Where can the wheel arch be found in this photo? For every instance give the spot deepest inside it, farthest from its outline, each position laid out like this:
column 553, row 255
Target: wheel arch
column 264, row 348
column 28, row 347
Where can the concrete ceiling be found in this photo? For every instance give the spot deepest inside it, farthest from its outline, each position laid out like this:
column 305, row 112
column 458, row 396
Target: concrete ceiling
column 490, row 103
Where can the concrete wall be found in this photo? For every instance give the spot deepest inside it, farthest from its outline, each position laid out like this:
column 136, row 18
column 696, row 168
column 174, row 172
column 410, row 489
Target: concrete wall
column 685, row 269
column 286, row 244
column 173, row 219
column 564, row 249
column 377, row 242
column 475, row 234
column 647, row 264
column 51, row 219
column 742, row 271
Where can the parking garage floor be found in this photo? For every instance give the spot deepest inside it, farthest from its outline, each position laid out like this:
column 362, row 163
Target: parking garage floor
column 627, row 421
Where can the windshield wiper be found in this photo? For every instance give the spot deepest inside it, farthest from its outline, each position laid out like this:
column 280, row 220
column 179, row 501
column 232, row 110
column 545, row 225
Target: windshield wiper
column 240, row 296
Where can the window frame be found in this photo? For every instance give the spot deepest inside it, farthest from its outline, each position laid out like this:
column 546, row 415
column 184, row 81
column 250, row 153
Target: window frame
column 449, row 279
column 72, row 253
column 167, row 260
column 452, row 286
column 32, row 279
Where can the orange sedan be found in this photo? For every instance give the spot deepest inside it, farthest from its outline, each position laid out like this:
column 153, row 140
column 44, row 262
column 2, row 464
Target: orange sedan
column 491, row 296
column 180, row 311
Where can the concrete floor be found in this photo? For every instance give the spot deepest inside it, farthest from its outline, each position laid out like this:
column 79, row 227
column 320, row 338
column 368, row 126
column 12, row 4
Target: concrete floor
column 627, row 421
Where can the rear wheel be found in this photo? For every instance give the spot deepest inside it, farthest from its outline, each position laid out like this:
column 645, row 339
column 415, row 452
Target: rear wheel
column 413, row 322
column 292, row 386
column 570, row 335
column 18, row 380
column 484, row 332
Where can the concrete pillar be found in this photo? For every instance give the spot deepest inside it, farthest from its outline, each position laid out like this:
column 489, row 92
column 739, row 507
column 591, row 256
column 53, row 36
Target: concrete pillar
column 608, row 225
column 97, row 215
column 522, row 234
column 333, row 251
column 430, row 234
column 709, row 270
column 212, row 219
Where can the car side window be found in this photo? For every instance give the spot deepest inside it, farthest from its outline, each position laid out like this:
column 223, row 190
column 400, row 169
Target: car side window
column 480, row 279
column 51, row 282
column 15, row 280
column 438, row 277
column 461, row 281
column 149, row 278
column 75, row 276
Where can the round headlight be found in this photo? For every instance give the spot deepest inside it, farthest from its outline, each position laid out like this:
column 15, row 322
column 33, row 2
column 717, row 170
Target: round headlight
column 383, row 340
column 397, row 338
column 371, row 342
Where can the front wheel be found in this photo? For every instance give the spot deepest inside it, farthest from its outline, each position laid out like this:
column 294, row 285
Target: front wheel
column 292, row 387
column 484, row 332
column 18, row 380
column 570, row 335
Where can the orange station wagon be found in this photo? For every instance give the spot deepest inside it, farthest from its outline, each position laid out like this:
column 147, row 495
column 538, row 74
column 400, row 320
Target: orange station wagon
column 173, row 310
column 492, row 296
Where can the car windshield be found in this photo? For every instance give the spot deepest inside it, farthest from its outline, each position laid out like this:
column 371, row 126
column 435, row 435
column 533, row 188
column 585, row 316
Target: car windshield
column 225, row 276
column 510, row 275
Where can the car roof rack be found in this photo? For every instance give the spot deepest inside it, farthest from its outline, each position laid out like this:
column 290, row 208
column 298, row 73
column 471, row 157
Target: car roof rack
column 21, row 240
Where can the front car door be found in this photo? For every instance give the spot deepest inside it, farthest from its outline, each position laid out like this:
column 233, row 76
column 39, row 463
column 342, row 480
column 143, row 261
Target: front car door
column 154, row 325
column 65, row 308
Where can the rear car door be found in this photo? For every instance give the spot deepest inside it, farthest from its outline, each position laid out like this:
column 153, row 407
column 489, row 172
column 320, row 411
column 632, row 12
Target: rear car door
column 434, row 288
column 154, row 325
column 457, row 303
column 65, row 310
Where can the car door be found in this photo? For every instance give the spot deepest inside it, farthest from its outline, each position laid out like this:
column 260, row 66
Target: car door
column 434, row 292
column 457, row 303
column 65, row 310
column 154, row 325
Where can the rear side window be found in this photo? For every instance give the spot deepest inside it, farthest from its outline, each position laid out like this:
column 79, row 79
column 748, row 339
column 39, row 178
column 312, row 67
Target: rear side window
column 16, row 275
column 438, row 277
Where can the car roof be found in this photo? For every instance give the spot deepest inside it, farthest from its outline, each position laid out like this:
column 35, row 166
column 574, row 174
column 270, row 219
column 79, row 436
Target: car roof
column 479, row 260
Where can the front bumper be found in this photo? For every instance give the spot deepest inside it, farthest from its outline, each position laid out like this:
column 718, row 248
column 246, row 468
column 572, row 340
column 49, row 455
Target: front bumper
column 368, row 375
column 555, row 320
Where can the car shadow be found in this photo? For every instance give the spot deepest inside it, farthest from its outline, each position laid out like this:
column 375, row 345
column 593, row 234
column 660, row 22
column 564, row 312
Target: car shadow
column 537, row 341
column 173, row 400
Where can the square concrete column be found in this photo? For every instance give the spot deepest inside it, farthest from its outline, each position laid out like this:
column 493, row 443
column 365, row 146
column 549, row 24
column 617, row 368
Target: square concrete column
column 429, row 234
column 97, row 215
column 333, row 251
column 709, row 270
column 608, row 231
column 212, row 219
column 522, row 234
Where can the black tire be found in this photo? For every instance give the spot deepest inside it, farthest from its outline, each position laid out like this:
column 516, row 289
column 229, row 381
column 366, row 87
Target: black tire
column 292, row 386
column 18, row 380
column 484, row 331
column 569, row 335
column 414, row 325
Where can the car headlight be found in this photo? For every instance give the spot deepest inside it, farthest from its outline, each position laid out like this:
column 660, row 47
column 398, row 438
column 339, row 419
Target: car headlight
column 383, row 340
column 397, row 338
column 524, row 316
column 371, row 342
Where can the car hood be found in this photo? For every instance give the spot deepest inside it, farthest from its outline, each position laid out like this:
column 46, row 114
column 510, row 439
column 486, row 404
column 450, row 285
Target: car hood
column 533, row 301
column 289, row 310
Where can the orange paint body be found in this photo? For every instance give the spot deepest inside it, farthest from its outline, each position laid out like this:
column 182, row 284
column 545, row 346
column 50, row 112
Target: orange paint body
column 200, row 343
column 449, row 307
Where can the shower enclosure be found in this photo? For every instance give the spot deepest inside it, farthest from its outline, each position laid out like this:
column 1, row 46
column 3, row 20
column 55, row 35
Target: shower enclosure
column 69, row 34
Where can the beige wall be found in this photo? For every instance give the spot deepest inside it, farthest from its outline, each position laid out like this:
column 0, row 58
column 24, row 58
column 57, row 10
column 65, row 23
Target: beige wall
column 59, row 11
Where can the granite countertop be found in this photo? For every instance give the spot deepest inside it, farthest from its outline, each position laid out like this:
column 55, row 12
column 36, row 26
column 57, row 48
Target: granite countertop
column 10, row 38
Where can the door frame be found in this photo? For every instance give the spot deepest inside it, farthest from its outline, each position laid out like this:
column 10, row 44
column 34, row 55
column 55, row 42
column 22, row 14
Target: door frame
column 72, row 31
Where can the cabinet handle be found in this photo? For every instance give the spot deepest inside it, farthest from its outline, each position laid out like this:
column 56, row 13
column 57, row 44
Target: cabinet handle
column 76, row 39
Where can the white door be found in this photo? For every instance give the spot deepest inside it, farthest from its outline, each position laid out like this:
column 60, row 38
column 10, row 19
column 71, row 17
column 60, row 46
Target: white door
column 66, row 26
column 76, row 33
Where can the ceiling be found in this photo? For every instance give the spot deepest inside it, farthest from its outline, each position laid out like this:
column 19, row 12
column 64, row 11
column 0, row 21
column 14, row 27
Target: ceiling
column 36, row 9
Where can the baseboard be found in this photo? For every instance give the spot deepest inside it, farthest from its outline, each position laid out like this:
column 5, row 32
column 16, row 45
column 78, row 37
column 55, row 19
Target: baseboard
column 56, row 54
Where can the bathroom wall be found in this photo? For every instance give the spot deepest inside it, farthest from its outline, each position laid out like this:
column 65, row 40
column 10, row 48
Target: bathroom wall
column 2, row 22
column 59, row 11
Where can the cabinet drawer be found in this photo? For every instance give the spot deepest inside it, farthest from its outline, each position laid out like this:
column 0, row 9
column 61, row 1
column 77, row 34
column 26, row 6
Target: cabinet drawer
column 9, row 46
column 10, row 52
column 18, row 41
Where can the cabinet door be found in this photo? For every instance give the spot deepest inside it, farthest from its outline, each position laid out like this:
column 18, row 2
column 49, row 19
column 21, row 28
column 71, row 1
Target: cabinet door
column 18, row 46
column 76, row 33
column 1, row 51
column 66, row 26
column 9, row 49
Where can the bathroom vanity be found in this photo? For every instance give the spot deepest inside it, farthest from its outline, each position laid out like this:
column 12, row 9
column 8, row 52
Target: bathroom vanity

### Exercise prompt
The lines running from the start of the data through the one that contains "column 458, row 396" should be reproduced exactly, and only those.

### Answer area
Where can the wheel arch be found in this photo? For every instance give the spot deepest inside it, farthest from its outline, each position laid out like this:
column 553, row 255
Target: wheel arch
column 264, row 348
column 28, row 347
Where can the concrete ceiling be found in this photo? For every instance give the spot deepest inside it, farthest from its outline, each position laid out like this:
column 305, row 112
column 458, row 396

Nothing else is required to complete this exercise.